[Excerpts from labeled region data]
○ ○ ○ ○ ○ ○ ○

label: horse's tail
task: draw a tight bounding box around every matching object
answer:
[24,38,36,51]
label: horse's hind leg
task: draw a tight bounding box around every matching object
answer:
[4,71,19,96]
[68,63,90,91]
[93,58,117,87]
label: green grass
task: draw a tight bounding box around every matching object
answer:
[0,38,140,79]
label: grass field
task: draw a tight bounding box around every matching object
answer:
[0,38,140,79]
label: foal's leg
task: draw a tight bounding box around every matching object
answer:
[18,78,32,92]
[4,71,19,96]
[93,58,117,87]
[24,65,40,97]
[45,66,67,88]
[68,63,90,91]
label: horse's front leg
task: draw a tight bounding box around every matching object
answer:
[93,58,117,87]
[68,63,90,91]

○ ○ ○ ○ ○ ○ ○

YOUR TASK »
Write all of the lines above again, including the requests, and scale every bounding box coordinate in the answers by 1.3, rounding each result to a whole number with halves rounded up.

OUTPUT »
label: horse's tail
task: draw a tight bounding box around every matching object
answer:
[31,49,47,66]
label: horse's hind leg
task: draw a tight bounding box around every matching object
answer:
[5,92,25,125]
[88,82,117,118]
[121,75,152,113]
label: green grass
task: draw a tight bounding box around every matching object
answer:
[0,49,182,103]
label: grass field
task: draw a tight bounding box around every matching object
answer:
[0,49,182,103]
label: foal's leg
task: draw a tight bounding box around every matching object
answer:
[23,101,42,120]
[5,92,25,125]
[121,75,152,113]
[31,85,52,126]
[59,86,87,114]
[88,82,117,118]
label: horse's front leg
task: draw a tight bounding box around every matching object
answer:
[121,75,152,113]
[88,82,117,118]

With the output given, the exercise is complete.